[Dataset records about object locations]
[start]

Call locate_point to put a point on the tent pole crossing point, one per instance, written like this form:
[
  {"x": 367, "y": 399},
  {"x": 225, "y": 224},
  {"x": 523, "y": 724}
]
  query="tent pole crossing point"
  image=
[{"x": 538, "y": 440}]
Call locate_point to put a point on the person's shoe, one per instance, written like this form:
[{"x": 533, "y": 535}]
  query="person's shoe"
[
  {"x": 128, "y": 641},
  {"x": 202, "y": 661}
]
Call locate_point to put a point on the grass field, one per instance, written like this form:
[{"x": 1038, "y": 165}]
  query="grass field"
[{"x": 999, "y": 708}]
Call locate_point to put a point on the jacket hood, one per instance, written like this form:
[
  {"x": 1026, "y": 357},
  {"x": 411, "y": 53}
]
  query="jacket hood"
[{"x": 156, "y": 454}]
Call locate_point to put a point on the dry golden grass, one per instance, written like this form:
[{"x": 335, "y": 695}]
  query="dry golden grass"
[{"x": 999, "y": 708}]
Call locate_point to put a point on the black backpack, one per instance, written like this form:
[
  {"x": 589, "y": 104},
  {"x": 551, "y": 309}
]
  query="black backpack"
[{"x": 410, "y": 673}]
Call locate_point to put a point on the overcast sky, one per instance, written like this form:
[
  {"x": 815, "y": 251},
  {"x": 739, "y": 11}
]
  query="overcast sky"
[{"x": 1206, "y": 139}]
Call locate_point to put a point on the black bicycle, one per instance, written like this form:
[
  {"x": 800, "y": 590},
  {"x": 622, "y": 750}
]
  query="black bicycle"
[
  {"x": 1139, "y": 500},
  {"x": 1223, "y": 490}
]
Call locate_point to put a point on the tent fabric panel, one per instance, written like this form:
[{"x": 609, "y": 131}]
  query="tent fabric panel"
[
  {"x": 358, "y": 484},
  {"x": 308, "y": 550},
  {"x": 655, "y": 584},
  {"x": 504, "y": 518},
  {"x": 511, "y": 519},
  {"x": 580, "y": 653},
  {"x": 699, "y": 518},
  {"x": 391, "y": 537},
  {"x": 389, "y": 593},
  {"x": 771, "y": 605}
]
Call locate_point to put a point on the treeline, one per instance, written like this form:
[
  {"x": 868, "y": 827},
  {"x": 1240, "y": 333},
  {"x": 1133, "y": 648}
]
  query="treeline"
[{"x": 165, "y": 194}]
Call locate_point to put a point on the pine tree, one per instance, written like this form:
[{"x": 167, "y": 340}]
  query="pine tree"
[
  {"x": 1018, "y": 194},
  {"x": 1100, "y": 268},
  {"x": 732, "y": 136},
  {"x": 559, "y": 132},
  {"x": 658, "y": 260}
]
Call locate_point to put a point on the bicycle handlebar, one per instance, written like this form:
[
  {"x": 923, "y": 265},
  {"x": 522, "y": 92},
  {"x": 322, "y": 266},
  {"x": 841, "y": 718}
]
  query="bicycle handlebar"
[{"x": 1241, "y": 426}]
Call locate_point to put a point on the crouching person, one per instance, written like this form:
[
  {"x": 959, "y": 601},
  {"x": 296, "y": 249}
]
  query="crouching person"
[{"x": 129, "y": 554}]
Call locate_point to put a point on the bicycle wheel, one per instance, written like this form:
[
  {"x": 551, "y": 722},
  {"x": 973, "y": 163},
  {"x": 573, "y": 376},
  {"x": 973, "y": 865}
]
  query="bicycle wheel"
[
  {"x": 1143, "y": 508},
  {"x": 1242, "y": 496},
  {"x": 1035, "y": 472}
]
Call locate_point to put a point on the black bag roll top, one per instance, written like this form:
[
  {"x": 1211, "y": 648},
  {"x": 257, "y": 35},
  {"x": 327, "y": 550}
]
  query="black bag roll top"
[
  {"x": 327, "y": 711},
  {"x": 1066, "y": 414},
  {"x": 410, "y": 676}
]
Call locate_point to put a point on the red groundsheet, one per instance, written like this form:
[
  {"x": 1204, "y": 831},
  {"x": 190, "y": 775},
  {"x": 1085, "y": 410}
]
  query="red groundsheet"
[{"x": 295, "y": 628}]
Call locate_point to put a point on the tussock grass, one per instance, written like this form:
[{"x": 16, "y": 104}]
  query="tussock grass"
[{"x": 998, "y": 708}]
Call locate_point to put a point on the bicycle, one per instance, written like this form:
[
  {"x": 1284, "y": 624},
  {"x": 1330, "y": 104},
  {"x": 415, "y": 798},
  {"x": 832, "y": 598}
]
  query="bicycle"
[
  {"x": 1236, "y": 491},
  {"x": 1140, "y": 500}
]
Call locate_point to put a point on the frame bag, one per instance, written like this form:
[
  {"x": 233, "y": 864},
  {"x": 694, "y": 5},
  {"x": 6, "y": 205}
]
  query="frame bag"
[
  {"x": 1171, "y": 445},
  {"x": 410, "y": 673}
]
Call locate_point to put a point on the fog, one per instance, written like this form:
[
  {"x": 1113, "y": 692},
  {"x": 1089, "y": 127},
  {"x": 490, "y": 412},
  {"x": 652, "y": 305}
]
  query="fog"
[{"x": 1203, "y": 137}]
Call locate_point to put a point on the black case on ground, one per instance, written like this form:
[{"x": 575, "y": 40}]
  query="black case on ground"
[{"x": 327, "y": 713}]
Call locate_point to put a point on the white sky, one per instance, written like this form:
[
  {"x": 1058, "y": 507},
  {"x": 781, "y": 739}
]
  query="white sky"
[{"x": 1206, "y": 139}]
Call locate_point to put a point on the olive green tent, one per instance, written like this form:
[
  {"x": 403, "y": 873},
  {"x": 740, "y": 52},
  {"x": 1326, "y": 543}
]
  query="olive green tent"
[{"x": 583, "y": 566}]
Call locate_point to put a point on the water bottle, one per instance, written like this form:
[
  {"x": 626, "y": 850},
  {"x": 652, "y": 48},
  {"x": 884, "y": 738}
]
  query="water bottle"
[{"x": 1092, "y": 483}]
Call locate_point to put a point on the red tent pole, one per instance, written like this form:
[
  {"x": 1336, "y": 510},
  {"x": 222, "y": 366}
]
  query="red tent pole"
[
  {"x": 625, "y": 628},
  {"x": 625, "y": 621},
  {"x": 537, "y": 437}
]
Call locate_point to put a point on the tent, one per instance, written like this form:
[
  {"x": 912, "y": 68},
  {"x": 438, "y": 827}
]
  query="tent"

[end]

Output all of the data again, exactly.

Call locate_point to put a point on the tent pole crossing point, one per instance, written like this form:
[
  {"x": 367, "y": 399},
  {"x": 225, "y": 224},
  {"x": 523, "y": 724}
]
  query="tent pole crossing point"
  image=
[{"x": 538, "y": 440}]
Call locate_point to put a point on the person's shoe, one per instance, written like this form:
[{"x": 533, "y": 535}]
  query="person's shoe"
[
  {"x": 128, "y": 641},
  {"x": 202, "y": 661}
]
Call locate_point to put a point on the grass field, one per instance, written like this form:
[{"x": 1038, "y": 165}]
  query="grass field"
[{"x": 999, "y": 708}]
Call locate_point to put a point on the jacket hood, one per instance, written like this form:
[
  {"x": 1026, "y": 357},
  {"x": 411, "y": 53}
]
  query="jacket hood"
[{"x": 156, "y": 454}]
Call locate_point to put a point on the dry golden grass, one per instance, written like this form:
[{"x": 335, "y": 695}]
  query="dry golden grass"
[{"x": 999, "y": 708}]
Call locate_point to put a point on the black backpack, one per instance, written like this form:
[
  {"x": 589, "y": 104},
  {"x": 551, "y": 309}
]
  query="black backpack"
[{"x": 410, "y": 673}]
Call locate_point to put a point on the overcast sky, one per instance, written like this form:
[
  {"x": 815, "y": 251},
  {"x": 739, "y": 11}
]
  query="overcast sky"
[{"x": 1206, "y": 139}]
Call locate_point to put a point on the black bicycle, one per instance, written like this form:
[
  {"x": 800, "y": 590},
  {"x": 622, "y": 750}
]
  query="black bicycle"
[
  {"x": 1139, "y": 500},
  {"x": 1223, "y": 490}
]
Call locate_point to put a point on the tent fabric panel, one per instance, written like this form:
[{"x": 609, "y": 131}]
  query="tent fabric panel"
[
  {"x": 358, "y": 484},
  {"x": 308, "y": 550},
  {"x": 655, "y": 584},
  {"x": 504, "y": 518},
  {"x": 511, "y": 519},
  {"x": 580, "y": 653},
  {"x": 699, "y": 518},
  {"x": 391, "y": 537},
  {"x": 389, "y": 593},
  {"x": 771, "y": 605}
]
Call locate_point to put a point on the treeline, one per instance, written like this form:
[
  {"x": 868, "y": 827},
  {"x": 1240, "y": 333},
  {"x": 1133, "y": 648}
]
  query="treeline"
[{"x": 165, "y": 194}]
Call locate_point to put a point on the pine tree, one per instance, written like this form:
[{"x": 167, "y": 340}]
  query="pine tree"
[
  {"x": 1018, "y": 194},
  {"x": 1100, "y": 268},
  {"x": 732, "y": 136},
  {"x": 559, "y": 132},
  {"x": 658, "y": 260}
]
Call locate_point to put a point on the bicycle handlebar, one per instance, written like this form:
[
  {"x": 923, "y": 265},
  {"x": 522, "y": 92},
  {"x": 322, "y": 266},
  {"x": 841, "y": 718}
]
  query="bicycle handlebar"
[{"x": 1241, "y": 426}]
Call locate_point to put a point on the crouching person, one per instance, written like this form:
[
  {"x": 959, "y": 601},
  {"x": 296, "y": 249}
]
  query="crouching person"
[{"x": 129, "y": 554}]
Call locate_point to put a point on the bicycle wheel, one per instance, written like this form:
[
  {"x": 551, "y": 722},
  {"x": 973, "y": 163},
  {"x": 573, "y": 376},
  {"x": 973, "y": 865}
]
  query="bicycle wheel"
[
  {"x": 1143, "y": 508},
  {"x": 1242, "y": 496},
  {"x": 1035, "y": 472}
]
Call locate_point to put a point on the black bag roll top, one per instance, written like this form:
[
  {"x": 1211, "y": 648},
  {"x": 257, "y": 35},
  {"x": 327, "y": 550}
]
  query="black bag roll top"
[
  {"x": 327, "y": 711},
  {"x": 1066, "y": 414},
  {"x": 410, "y": 676}
]
Call locate_point to put a point on the red groundsheet, one per instance, written like this form:
[
  {"x": 1204, "y": 831},
  {"x": 190, "y": 775},
  {"x": 1085, "y": 410}
]
  query="red groundsheet"
[{"x": 295, "y": 628}]
Call locate_point to put a point on the tussock grass, one per instance, written like this form:
[{"x": 16, "y": 104}]
  query="tussock grass"
[{"x": 998, "y": 708}]
Call locate_point to put a point on the bicycle, one per instance, written like this form:
[
  {"x": 1284, "y": 624},
  {"x": 1330, "y": 104},
  {"x": 415, "y": 798},
  {"x": 832, "y": 598}
]
  query="bicycle"
[
  {"x": 1236, "y": 491},
  {"x": 1140, "y": 500}
]
Call locate_point to put a point on the frame bag, one per instance, written like this form:
[
  {"x": 233, "y": 864},
  {"x": 694, "y": 5},
  {"x": 6, "y": 205}
]
  query="frame bag"
[
  {"x": 1171, "y": 445},
  {"x": 410, "y": 673}
]
Call locate_point to put a point on the fog, one per instance, written like this form:
[
  {"x": 1113, "y": 692},
  {"x": 1089, "y": 127},
  {"x": 490, "y": 412},
  {"x": 652, "y": 305}
]
  query="fog"
[{"x": 1203, "y": 137}]
Call locate_point to put a point on the black case on ground, one per instance, written like this form:
[{"x": 575, "y": 40}]
  query="black case on ground"
[{"x": 327, "y": 713}]
Call locate_point to put a point on the white sky, one per instance, written like this form:
[
  {"x": 1058, "y": 507},
  {"x": 781, "y": 739}
]
  query="white sky"
[{"x": 1206, "y": 139}]
Call locate_point to put a point on the olive green tent, one per instance, written like this form:
[
  {"x": 403, "y": 873},
  {"x": 740, "y": 52},
  {"x": 1326, "y": 543}
]
  query="olive green tent"
[{"x": 583, "y": 566}]
Call locate_point to put a point on the water bottle, one per instance, written like this form:
[
  {"x": 626, "y": 850},
  {"x": 652, "y": 48},
  {"x": 884, "y": 738}
]
  query="water bottle"
[{"x": 1092, "y": 483}]
Call locate_point to put a point on the red tent pole, one per instance, written like this form:
[
  {"x": 1336, "y": 510},
  {"x": 222, "y": 366}
]
  query="red tent pole"
[
  {"x": 625, "y": 628},
  {"x": 625, "y": 621},
  {"x": 537, "y": 437}
]
Call locate_point to put a point on the tent, one per instance, written like this form:
[
  {"x": 912, "y": 68},
  {"x": 438, "y": 827}
]
  query="tent"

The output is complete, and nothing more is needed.